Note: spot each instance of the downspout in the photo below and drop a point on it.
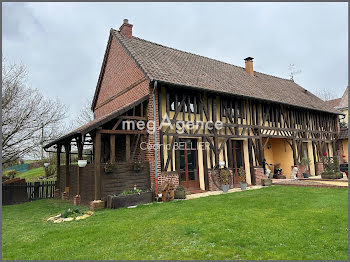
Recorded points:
(155, 137)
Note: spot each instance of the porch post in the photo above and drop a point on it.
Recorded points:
(58, 167)
(127, 148)
(80, 145)
(112, 152)
(205, 164)
(67, 149)
(97, 157)
(295, 158)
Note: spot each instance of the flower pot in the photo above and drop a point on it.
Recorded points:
(243, 185)
(225, 188)
(179, 194)
(129, 200)
(266, 182)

ASSIGNMENT: State the number of lines in the material holding the word "drop". Add nothing else.

ANSWER TO THE EXERCISE: 3